◆ WHAT IS EXPECTED ◆
Return every line of the items below that contains the string "palm". Treat uppercase and lowercase as different.

-- START OF MATERIAL TO PROCESS --

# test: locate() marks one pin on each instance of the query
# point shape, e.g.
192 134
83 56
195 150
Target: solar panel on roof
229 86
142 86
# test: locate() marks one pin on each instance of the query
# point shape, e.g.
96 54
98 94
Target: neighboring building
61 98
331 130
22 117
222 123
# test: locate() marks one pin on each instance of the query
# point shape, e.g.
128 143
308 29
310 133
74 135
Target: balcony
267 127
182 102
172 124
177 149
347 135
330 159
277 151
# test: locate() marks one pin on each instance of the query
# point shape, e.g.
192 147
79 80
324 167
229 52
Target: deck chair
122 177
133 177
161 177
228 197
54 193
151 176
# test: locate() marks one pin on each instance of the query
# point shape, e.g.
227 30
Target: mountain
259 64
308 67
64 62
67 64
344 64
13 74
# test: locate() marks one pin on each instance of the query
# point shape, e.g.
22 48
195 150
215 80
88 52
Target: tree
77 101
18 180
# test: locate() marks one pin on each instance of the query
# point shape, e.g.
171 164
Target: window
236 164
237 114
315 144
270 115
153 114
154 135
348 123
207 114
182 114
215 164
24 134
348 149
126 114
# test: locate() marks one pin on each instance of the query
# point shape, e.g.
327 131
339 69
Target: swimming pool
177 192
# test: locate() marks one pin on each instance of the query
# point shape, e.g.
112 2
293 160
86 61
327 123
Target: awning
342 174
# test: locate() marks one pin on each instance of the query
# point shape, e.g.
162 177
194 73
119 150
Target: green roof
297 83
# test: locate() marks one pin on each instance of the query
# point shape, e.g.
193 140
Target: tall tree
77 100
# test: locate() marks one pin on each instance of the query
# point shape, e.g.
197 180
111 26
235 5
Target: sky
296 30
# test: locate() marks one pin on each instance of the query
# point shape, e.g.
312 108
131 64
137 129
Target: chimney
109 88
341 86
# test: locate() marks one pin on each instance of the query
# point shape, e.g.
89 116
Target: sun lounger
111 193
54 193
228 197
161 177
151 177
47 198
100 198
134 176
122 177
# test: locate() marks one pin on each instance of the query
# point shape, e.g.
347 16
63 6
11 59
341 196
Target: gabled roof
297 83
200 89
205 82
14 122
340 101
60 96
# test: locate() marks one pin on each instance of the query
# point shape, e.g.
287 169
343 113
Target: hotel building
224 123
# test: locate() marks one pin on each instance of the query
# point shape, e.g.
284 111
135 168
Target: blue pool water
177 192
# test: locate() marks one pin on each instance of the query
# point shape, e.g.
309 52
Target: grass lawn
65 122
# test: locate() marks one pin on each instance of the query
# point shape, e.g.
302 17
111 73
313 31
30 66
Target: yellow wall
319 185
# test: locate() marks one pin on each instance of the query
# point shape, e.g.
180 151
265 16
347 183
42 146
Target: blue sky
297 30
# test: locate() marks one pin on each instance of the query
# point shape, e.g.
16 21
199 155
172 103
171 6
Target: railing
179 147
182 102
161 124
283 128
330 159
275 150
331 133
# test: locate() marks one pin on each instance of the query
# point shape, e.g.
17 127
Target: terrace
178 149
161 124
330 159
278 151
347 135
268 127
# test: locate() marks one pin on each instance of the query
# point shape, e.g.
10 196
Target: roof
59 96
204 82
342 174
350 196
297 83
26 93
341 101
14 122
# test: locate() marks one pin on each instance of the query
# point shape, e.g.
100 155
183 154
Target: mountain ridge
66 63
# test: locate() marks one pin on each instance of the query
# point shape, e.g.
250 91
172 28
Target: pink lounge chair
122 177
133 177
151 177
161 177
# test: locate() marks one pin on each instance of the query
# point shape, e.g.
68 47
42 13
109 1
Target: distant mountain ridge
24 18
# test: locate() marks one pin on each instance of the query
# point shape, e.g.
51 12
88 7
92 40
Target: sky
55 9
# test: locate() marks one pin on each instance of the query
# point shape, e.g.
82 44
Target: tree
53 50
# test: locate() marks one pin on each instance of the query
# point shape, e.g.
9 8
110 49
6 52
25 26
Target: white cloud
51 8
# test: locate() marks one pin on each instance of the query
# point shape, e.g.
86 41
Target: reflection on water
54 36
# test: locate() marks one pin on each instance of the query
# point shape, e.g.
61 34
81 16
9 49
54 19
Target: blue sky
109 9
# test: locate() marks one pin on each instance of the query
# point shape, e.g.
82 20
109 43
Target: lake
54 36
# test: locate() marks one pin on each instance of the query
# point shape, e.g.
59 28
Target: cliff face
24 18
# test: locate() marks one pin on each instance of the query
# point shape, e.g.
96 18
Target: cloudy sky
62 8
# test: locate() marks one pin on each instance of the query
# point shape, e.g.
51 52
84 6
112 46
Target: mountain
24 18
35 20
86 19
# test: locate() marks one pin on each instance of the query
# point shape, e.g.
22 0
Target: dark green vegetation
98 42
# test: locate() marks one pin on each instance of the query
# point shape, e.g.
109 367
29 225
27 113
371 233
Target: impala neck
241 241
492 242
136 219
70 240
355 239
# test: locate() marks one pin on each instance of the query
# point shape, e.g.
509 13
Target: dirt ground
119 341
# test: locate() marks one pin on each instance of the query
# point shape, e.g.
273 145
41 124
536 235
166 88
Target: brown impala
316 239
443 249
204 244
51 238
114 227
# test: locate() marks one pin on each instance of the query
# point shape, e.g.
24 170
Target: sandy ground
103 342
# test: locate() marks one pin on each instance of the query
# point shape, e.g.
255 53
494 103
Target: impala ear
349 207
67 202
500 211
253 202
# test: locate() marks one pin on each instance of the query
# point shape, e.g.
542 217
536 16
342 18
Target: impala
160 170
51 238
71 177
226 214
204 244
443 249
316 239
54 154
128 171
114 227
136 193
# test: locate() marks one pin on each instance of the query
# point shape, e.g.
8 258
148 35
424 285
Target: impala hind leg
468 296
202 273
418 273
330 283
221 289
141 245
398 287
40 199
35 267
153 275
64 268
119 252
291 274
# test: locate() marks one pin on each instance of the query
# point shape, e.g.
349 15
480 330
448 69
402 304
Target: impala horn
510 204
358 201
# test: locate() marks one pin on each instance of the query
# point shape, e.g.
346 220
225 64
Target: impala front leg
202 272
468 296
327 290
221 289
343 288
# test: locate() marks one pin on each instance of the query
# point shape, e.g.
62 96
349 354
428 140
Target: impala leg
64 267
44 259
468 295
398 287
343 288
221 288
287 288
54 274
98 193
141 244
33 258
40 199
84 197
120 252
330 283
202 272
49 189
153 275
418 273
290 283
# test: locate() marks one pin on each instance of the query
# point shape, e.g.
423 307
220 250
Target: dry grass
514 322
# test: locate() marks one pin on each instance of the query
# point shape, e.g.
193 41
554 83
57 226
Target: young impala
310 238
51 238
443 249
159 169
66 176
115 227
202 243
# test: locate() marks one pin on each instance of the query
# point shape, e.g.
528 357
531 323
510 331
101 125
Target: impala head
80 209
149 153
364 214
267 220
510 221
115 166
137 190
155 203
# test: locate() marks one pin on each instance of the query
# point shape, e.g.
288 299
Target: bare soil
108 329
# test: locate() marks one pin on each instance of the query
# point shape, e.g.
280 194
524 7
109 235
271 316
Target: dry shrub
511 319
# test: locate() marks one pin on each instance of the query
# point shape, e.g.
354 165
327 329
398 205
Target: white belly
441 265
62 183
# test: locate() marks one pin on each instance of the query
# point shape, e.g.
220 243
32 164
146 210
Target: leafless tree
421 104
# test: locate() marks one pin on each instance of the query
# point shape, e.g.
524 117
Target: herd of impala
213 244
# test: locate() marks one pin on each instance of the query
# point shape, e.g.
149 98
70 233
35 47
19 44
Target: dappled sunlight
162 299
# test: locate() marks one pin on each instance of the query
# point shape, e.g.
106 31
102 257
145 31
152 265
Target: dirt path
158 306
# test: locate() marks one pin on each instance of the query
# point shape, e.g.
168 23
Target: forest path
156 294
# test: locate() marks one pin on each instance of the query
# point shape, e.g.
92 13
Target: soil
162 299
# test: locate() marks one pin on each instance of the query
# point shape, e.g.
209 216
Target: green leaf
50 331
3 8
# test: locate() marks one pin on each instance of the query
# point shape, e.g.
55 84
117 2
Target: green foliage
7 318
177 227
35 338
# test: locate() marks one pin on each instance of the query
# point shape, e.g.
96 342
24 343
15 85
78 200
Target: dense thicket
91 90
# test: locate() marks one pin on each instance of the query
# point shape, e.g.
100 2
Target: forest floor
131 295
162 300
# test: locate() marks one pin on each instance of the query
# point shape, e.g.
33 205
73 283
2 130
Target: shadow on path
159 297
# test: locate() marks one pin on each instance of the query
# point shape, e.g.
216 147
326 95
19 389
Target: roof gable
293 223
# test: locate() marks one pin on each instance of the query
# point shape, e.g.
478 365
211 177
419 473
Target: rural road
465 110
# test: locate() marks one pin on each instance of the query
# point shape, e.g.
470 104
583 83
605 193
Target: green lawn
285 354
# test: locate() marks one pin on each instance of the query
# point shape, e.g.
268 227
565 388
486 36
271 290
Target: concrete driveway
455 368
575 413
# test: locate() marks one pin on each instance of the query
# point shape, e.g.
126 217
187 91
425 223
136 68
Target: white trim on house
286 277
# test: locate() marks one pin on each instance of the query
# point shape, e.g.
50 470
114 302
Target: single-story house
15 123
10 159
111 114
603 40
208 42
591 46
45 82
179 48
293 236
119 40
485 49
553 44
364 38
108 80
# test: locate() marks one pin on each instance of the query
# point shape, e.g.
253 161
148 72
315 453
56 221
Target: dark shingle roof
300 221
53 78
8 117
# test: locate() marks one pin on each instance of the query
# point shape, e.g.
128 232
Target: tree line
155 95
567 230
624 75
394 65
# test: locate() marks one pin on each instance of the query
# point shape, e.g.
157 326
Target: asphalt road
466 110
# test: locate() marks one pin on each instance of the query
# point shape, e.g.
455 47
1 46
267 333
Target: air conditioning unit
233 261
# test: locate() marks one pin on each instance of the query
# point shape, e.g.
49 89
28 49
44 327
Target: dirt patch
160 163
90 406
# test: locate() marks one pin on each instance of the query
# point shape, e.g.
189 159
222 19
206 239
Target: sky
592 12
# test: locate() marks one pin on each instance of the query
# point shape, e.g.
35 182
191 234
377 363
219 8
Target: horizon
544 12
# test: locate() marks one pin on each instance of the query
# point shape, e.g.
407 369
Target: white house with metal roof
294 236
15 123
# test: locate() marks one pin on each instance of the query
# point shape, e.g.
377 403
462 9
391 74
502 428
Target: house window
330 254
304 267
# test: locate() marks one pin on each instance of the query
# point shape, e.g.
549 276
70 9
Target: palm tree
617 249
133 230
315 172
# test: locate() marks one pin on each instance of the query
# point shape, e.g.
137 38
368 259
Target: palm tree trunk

-- END OF MATERIAL TO PROCESS --

◆ COMPLETED TASK ◆
Target: palm tree
Target: palm tree trunk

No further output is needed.